(Position identification records)
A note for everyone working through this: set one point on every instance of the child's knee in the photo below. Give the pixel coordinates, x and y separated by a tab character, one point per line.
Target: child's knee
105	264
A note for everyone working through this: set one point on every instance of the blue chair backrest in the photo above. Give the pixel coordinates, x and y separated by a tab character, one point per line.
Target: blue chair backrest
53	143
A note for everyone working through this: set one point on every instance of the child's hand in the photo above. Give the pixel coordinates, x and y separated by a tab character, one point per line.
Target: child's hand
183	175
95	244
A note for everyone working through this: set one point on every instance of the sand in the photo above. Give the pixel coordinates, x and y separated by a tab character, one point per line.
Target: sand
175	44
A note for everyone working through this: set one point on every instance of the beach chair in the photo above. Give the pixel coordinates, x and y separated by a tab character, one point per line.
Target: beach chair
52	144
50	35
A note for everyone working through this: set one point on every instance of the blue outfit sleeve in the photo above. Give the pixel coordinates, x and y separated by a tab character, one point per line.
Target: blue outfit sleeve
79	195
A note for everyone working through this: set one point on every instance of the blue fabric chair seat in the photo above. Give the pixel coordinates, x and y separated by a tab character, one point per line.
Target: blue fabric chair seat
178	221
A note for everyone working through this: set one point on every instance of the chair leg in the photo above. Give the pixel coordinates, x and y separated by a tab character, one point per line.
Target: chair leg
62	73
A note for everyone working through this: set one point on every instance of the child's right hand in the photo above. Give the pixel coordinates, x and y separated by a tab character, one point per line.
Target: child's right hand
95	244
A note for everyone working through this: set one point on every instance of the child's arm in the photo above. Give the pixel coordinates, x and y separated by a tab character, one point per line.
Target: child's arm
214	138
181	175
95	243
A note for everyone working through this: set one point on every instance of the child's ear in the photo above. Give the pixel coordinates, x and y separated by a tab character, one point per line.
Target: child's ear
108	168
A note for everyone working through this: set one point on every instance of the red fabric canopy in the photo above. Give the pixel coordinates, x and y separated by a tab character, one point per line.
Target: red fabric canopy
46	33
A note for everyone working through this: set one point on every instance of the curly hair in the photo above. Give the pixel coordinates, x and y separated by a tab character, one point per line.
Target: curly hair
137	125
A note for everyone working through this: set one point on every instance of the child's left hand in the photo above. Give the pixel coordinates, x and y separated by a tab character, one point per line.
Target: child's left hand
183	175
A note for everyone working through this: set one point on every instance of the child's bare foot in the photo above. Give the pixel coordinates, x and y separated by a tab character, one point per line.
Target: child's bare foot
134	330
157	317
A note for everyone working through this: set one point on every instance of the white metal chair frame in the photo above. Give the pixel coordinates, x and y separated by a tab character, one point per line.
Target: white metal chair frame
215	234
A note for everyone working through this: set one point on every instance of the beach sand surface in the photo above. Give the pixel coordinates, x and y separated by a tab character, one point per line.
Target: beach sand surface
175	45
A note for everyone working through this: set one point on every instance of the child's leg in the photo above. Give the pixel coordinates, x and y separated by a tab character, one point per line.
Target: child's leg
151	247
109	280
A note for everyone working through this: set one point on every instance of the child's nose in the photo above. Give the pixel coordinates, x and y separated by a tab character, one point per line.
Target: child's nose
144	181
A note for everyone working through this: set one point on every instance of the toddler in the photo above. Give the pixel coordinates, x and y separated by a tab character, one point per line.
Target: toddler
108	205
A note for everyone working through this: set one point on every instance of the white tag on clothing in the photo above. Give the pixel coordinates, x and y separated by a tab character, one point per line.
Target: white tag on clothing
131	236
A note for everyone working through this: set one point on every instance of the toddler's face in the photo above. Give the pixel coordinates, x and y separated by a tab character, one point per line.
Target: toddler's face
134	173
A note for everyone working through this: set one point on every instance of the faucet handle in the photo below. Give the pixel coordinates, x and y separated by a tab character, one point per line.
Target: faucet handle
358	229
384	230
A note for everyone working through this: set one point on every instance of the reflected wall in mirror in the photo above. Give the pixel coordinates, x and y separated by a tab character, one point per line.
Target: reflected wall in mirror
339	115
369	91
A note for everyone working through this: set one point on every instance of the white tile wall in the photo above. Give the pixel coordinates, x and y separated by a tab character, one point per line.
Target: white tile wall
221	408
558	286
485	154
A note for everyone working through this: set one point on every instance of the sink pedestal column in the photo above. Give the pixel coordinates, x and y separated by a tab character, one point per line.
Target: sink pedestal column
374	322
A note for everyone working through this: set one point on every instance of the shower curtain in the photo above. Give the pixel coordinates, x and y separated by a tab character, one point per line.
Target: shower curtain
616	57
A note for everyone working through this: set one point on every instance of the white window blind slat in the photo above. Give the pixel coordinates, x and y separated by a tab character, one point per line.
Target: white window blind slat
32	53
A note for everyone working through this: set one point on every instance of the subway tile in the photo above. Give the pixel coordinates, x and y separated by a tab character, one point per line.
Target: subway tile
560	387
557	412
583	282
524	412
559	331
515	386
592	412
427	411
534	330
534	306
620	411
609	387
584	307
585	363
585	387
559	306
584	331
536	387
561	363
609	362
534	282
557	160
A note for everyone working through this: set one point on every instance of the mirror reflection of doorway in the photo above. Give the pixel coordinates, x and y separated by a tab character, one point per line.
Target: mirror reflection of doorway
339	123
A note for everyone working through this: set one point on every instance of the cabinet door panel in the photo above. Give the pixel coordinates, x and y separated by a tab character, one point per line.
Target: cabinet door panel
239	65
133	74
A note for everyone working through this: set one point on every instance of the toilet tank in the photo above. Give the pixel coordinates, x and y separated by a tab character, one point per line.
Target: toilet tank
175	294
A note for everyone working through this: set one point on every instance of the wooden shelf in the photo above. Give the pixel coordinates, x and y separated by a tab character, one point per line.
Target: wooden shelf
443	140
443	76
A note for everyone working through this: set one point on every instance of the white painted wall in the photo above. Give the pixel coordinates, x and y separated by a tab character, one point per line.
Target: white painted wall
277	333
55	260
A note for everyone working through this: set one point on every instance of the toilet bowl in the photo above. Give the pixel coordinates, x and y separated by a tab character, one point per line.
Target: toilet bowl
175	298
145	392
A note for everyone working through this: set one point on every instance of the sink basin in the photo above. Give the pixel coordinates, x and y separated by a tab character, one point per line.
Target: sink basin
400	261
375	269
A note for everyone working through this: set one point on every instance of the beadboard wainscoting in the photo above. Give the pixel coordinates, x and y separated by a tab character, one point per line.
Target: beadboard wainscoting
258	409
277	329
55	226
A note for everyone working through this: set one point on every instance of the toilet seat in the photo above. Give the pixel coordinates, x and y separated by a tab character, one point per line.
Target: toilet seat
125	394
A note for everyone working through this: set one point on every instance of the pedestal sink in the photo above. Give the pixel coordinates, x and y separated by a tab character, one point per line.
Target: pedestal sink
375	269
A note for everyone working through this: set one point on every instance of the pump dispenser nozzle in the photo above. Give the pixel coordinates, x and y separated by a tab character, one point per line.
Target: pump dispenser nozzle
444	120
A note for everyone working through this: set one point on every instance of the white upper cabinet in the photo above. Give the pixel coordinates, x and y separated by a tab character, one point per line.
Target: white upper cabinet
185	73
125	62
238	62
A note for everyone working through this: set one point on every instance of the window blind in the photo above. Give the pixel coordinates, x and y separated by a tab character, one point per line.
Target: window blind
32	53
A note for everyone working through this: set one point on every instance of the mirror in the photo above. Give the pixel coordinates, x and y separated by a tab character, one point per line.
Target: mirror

* **What you will do**: Your task is to output the full set of records exactly as presented.

* **Problem solution**:
A note for everyone working through this: set one point on every instance of the child's knee in the photo below. Give the pixel coordinates, x and y separated by a tab character, one point per line.
Target: child's knee
105	264
A note for everyone working through this: set one point on every instance of the blue chair backrest in the photo above. Give the pixel coordinates, x and y separated by a tab character, one point per line.
Target: blue chair backrest
53	143
A note for everyone working through this: set one point on every instance of the child's hand in the photo above. Give the pixel coordinates, x and y separated by a tab character, one point per line.
Target: child's hand
183	175
95	244
A note for everyone working through this: set one point on every instance of the sand in the photo above. Give the pixel coordinates, x and y separated by a tab character, one point per line.
Target: sand
175	44
A note for everyone working through this: set one point on every instance of the beach chair in the photo above. Give the pixel coordinates, x and y separated by a tab character, one point per line.
Target: beach chair
52	144
50	35
A note for everyone working through this: set one point on every instance of the blue outfit sleeve in the photo above. Give the pixel coordinates, x and y separated by a tab character, one point per line.
Target: blue outfit sleeve
79	195
A note for everyone working through this: set one point on every instance of the blue fabric chair seat in the photo above. Give the pixel coordinates, x and y separated by a tab character, one point per line.
Target: blue fabric chair seat
178	221
A note for everyone working through this: set one point on every instance of the chair leg in the photo above. Give the pixel coordinates, x and y separated by a tab character, one point per line.
Target: chair leg
62	73
A note for everyone working through this: set one point on every instance of the child's right hand in the photo above. Give the pixel coordinates, x and y separated by a tab character, one point per line.
Target: child's right hand
95	244
A note for everyone working through this: set one point on every instance of the child's arm in the photo above. Give the pixel coordinates, x and y separated by a tab character, one point per line.
Target: child's arm
214	138
181	175
95	243
A note for everyone working through this: set one point on every instance of the child's ear in the photo above. Give the pixel coordinates, x and y separated by a tab character, one point per line.
Target: child's ear
108	168
A note for everyone working through this: set one point on every instance of the red fabric canopy in the photo above. Give the pixel coordinates, x and y separated by a tab character, one point per line.
Target: red fabric canopy
46	33
A note for everyone working through this: set one point on every instance of the curly hair in the photo above. Give the pixel coordinates, x and y separated by a tab character, one point per line.
Target: curly hair
137	125
A note for everyone working through this: set one point on every instance of the child's left hand in the photo above. Give the pixel coordinates, x and y separated by a tab character, one point per line.
Target: child's left hand
183	175
A note for everyone working through this: set one point on every instance of the child's bare foot in the photo above. Give the pixel coordinates, x and y separated by a tab character, one point per line.
Target: child's bare foot
134	330
157	317
A note for everyone working through this: set one point on every instance of the white metal chair frame in the photo above. Give the pixel coordinates, x and y separated by a tab character, one point per line.
Target: white metal chair frame
215	234
A note for everyone working through this: set one point on every instance of the beach sand surface in the photo above. Give the pixel coordinates, x and y separated by a tab character, one point per line.
Target: beach sand surface
175	45
A note for everyone working through this: set one point on every instance of the child's leg in the photo above. Give the pixel coordinates, x and y separated by a tab character, one point per line.
Target: child's leg
151	247
109	280
A note for everyone working through this: set one point on every instance of the child's nose in the photo above. Give the pixel coordinates, x and y separated by a tab character, one point per line.
Target: child's nose
144	181
A note for everyone working through this: set one point on every instance of the toddler in the photo above. Give the pixel coordinates, x and y separated by a tab character, one point per line.
Target: toddler
108	205
A note for everyone working through this: set one point on every instance of the white tag on clothing in the photo above. Give the pixel coordinates, x and y separated by a tab character, one point per line.
Target: white tag on clothing
131	236
A note for everyone working through this: set one point on every instance of the toddler's face in the photo above. Give the pixel coordinates, x and y separated by a tab character, one point per line.
Target: toddler's face
134	173
A note for everyone working through this: set one point on every instance of the faucet handle in the photo below. Give the pixel coordinates, x and y separated by a tab character, one point per line.
Target: faucet handle
358	229
384	230
A note for everyone working through this: set one point on every instance of the reflected wall in mirror in the photo above. Give the pixel coordinates, x and y separated by a tab character, one point per line.
Target: reflected wall in mirror
339	115
369	91
A note for everyone working through this: set one point on every instance of the white tile wall in the photo above. Give the pixel coordinates, x and y separated by a tab character, one point per line.
Target: white tile wall
221	408
558	286
485	154
A note for everyone working through this: set one point on every instance of the sink pedestal column in the photo above. Give the pixel coordinates, x and y separated by a tab character, one point per line.
Target: sink pedestal column
374	322
A note for everyone working through this: set one point on every instance of the shower curtain in the photo above. Give the pixel coordinates, x and y separated by a tab character, one point per line.
Target: shower curtain
616	57
A note for everyone working through this: set one point on every instance of the white window blind slat in the photo above. Give the pixel coordinates, x and y separated by a tab character, one point per line.
Target: white window blind slat
32	53
A note for everyone working through this: set one point on every instance of the subway tile in the photo above. Give the pixel coordinates, x and y separated by a tab character, one point per line.
Target: subway tile
560	387
557	412
583	282
524	412
559	331
515	386
592	412
427	411
534	330
534	306
620	411
609	387
584	307
585	363
585	387
559	306
584	331
536	387
561	363
609	362
534	282
557	160
A note for everyone working through this: set one point on every instance of the mirror reflection of doorway in the photo above. Give the pixel coordinates, x and y separated by a tab character, one point per line.
Target: mirror reflection of doorway
339	123
A note for everyone working through this: set one point on every instance of the cabinet door panel in the photo above. Give the pixel coordinates, x and y separated by a tab character, one point per line.
Target: cabinet door panel
239	65
133	74
A note for everyone working through this: set one point on every instance of the toilet tank in the photo above. Give the pixel coordinates, x and y separated by a tab character, one point per line.
Target: toilet tank
175	294
A note for everyone working through this: set one point on every instance of the wooden shelf in the photo above. Give the pixel coordinates, x and y separated by a tab character, one point per line.
Target: wooden shelf
443	140
443	76
A note for everyone working through this: set one point on every instance of the white painted wall in the photo above. Give the pixel coordinates, x and y separated by a tab character, one point per line.
Target: white painted wall
277	333
55	260
A note for everyone working through this: set one point on every instance of the toilet bowl in the photo above. Give the pixel coordinates, x and y separated by a tab character, one point per line.
Target: toilet bowl
175	298
145	392
A note for everyone working through this: set one point on every instance of the sink basin in the photo above. Give the pixel coordinates, x and y separated by a tab character, one point per line.
Target: sink basin
400	261
375	269
A note for everyone working through this: set one point on every instance of the beadboard wainscoting in the photo above. Give the pixel coordinates, x and y separated by a tab character, one point per line.
Target: beadboard wainscoting
258	409
277	329
55	226
A note for everyone working through this: set one point on every instance of the toilet seat in the photo above. Give the pixel coordinates, x and y separated by a tab character, one point per line.
Target: toilet seat
125	394
A note for everyone working through this: set one point on every instance of the pedestal sink in the photo above. Give the pixel coordinates, x and y separated by a tab character, one point per line.
Target: pedestal sink
375	269
A note for everyone working through this: set one point on every instance of the pump dispenser nozzle in the photo above. Give the pixel coordinates, x and y separated by a tab character, one point per line.
Target: pump dispenser nozzle
444	120
A note for everyone working through this: set one point on every instance of the white upper cabinet in the photo above. Give the pixel coordinates, x and y separated by a tab character, one point per line.
Target: white upper cabinet
185	73
125	62
238	62
A note for everyone working through this: set one point on every instance of the window blind in the photo above. Give the pixel coordinates, x and y separated by a tab character, one point per line.
Target: window blind
32	53
A note for everyone working through this: set one point on every instance of the mirror in the photo above. Give the pixel coordinates, x and y separated by a tab character, one point per line.
Target: mirror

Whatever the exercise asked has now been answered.